■ **Task statement**: List every line in the items below that contains the string "terrain", matching case exactly.

■ **Exercise material**:
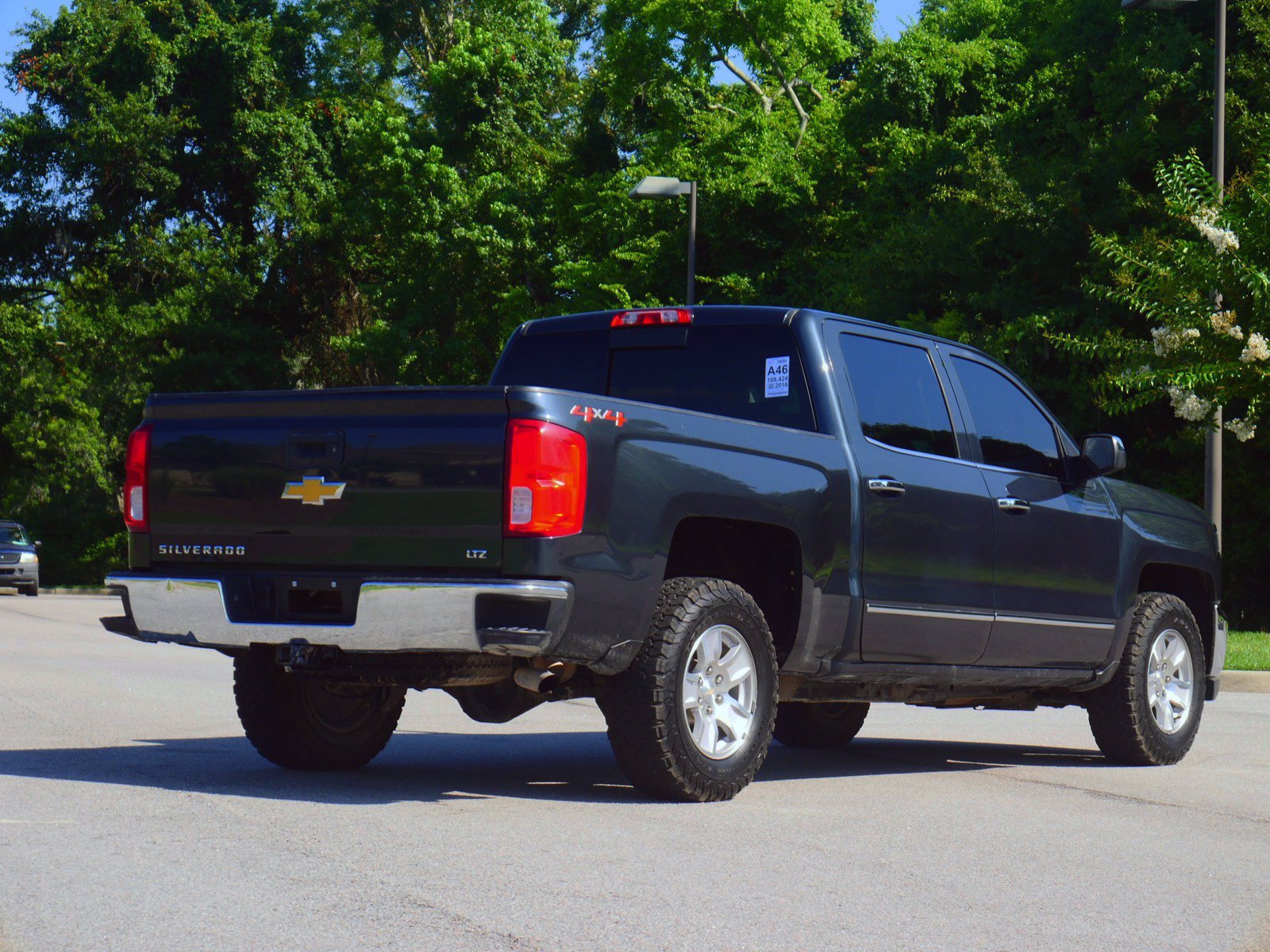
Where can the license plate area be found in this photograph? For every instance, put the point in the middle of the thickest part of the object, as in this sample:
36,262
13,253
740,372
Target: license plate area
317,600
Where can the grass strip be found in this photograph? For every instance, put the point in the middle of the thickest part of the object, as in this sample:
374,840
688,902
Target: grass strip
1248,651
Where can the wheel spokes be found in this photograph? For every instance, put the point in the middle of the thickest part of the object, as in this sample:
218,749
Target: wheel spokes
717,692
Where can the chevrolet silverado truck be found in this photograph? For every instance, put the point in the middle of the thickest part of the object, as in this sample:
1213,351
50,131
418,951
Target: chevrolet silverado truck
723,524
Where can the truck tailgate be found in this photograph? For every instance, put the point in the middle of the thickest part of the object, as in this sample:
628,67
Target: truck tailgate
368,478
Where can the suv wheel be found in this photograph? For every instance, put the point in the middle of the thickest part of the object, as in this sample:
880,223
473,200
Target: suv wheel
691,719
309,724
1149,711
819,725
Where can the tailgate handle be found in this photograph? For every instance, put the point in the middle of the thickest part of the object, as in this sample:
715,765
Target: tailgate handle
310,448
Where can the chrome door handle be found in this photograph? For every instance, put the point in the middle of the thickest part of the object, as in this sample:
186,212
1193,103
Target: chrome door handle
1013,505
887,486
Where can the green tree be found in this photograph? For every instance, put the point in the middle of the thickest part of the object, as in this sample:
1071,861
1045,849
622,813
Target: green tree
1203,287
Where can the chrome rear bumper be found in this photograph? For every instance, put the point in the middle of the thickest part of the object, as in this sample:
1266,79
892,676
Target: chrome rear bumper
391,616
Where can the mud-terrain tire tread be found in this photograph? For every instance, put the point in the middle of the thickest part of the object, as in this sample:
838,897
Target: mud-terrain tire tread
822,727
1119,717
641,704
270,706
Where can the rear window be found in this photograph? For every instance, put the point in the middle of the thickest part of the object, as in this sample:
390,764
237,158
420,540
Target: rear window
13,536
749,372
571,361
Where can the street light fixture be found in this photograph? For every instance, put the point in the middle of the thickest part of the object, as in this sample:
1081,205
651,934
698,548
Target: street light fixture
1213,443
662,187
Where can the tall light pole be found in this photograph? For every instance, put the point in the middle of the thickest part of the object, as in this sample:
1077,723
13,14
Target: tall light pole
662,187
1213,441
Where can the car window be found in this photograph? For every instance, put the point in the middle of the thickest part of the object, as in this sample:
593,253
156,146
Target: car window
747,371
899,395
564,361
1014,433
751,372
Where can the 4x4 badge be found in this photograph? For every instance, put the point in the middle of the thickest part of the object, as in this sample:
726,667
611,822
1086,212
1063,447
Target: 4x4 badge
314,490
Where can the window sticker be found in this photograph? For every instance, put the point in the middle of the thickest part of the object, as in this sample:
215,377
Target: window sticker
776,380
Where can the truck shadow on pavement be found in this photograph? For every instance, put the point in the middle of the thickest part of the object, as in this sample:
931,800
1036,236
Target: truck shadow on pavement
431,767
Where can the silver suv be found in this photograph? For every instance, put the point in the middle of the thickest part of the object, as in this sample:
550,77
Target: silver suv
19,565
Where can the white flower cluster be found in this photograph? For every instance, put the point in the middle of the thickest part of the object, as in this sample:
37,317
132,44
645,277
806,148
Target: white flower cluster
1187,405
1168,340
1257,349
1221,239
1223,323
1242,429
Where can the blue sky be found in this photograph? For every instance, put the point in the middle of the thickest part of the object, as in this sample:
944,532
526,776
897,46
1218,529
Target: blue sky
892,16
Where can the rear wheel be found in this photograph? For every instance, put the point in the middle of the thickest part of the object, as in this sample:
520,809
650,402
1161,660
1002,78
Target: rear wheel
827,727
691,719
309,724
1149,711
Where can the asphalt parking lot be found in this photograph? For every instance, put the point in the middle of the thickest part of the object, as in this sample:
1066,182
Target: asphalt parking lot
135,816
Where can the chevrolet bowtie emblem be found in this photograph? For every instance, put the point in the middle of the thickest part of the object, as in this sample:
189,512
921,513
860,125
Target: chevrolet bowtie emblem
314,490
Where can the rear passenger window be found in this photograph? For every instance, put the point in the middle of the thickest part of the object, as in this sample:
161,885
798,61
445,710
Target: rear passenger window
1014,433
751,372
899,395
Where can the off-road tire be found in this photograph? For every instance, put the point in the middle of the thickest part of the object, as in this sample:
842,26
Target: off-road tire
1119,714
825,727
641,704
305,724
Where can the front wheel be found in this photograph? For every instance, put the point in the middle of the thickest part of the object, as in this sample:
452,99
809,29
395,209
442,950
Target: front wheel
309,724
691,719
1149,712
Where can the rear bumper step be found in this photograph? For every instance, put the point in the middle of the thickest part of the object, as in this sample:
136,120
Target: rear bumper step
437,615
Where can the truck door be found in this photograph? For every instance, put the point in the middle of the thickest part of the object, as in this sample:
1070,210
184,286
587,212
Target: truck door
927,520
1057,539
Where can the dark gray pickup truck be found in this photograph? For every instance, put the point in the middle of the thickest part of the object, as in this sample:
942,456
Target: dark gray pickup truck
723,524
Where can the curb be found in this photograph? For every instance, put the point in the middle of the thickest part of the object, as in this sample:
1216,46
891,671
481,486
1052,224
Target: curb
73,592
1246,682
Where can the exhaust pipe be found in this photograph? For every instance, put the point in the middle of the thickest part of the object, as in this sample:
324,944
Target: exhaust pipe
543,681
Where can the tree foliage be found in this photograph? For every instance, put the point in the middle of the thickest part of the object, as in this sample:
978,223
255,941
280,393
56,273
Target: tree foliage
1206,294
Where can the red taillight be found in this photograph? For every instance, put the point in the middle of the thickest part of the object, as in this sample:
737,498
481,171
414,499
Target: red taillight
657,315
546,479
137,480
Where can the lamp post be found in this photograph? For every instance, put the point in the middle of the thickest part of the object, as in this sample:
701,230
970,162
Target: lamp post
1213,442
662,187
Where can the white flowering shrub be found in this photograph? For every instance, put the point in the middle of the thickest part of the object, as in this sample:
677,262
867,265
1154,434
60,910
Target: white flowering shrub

==

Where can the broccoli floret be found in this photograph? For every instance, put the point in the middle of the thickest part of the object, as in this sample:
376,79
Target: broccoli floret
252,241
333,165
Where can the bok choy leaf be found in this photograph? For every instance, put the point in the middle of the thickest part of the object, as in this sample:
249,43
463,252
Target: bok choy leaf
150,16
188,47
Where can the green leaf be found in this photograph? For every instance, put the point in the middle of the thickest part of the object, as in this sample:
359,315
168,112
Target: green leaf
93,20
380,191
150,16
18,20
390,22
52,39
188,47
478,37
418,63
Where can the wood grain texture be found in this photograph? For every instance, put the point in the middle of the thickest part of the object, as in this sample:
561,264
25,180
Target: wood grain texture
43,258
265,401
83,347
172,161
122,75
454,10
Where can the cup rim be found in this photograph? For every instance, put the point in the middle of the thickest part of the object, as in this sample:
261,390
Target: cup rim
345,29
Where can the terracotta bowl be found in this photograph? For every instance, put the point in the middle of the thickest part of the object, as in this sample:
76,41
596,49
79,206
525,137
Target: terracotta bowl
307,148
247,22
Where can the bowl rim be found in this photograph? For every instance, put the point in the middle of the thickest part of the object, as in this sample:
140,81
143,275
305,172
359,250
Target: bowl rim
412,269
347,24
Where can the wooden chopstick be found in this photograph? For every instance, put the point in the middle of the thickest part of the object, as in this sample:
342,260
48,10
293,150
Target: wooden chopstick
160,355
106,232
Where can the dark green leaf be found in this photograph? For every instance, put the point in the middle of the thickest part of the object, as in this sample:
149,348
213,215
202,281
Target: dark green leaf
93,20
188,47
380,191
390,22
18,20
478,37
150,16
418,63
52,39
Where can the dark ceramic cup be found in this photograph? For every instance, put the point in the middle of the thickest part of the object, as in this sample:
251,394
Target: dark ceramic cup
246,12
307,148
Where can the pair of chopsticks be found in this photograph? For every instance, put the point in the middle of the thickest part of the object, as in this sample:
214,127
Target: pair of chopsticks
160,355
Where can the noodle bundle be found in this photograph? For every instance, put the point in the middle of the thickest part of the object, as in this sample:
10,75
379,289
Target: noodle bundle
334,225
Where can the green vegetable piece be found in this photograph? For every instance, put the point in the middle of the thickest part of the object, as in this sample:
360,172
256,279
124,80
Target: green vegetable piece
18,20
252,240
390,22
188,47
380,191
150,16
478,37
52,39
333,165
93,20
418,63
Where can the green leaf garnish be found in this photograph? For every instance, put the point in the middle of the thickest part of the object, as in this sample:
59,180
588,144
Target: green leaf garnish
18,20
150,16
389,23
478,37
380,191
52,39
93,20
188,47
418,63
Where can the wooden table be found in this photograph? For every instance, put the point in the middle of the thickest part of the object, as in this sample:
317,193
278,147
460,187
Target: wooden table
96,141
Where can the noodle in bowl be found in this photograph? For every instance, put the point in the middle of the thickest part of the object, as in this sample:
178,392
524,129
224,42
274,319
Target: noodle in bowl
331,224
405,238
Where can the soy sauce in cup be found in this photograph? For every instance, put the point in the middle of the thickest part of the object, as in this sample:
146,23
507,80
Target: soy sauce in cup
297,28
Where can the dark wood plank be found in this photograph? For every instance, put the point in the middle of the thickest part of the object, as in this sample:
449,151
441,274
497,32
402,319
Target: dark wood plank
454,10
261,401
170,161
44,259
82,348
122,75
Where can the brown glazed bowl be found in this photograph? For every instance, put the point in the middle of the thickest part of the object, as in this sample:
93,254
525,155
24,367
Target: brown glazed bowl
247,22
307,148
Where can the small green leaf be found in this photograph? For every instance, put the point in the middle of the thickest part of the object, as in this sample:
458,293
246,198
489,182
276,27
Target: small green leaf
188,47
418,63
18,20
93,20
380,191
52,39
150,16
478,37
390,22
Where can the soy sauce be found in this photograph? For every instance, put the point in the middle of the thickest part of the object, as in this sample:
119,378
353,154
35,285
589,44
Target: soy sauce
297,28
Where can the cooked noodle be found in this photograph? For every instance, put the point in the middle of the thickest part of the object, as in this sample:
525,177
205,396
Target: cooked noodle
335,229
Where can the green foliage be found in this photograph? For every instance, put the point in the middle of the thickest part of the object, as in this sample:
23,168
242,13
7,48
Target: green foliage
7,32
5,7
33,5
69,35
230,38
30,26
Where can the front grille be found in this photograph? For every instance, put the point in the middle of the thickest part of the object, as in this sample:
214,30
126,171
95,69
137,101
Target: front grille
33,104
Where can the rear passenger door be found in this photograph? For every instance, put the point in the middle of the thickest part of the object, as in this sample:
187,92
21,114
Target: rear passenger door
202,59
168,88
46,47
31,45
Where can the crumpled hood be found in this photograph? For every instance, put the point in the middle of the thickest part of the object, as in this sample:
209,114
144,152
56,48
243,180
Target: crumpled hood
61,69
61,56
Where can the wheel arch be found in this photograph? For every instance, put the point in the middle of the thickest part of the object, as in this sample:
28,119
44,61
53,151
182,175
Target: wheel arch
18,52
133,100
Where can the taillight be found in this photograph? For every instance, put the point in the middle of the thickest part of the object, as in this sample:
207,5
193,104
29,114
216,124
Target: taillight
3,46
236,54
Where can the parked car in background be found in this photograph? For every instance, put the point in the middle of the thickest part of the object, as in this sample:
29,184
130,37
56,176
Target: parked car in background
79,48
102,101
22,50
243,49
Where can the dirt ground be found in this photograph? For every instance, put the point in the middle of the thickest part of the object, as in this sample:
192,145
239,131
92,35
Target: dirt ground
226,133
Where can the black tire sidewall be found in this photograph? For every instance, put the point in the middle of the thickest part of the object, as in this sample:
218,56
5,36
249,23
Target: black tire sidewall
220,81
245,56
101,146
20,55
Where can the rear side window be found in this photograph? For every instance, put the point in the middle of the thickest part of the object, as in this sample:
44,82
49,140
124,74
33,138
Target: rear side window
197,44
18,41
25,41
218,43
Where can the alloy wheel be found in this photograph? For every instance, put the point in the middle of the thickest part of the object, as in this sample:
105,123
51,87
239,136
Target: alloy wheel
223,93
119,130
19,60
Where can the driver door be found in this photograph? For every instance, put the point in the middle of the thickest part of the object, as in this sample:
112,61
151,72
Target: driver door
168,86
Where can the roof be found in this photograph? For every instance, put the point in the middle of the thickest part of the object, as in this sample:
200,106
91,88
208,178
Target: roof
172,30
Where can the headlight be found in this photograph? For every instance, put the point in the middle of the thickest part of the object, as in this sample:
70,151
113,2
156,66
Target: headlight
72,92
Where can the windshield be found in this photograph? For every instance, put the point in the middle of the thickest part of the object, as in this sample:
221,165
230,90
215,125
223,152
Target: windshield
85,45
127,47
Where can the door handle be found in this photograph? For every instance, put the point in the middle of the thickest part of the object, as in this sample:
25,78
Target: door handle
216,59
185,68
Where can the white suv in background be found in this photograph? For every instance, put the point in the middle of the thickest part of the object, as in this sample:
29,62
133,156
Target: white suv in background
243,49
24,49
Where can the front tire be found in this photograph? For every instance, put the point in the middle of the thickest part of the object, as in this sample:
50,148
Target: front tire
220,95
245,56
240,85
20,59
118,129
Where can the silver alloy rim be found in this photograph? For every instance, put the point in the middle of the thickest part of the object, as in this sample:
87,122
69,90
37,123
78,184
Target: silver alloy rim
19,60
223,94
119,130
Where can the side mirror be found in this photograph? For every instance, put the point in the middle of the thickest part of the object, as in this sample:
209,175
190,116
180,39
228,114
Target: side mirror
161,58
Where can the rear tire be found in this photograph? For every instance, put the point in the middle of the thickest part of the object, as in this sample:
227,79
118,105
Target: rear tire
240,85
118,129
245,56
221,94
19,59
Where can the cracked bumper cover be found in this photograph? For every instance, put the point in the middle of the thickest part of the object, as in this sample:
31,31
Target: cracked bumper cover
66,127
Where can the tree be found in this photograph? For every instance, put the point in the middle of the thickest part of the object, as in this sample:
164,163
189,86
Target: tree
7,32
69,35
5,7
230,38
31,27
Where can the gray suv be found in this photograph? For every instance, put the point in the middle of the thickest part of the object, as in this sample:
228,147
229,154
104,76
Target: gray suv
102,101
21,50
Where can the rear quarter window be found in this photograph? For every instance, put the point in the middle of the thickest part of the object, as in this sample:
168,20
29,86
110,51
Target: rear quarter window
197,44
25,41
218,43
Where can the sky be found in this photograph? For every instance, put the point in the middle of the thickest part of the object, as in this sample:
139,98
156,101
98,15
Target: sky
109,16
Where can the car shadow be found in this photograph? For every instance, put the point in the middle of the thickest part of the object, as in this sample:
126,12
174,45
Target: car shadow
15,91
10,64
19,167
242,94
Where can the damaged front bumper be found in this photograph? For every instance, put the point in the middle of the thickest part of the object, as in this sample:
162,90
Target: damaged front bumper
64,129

■ **Solved exercise**:
Where can the mud-terrain tire tread be found in this photograph? For every instance, put the point in the middle of the thickest part of the object, as in this sample:
Target: mud-terrain tire tread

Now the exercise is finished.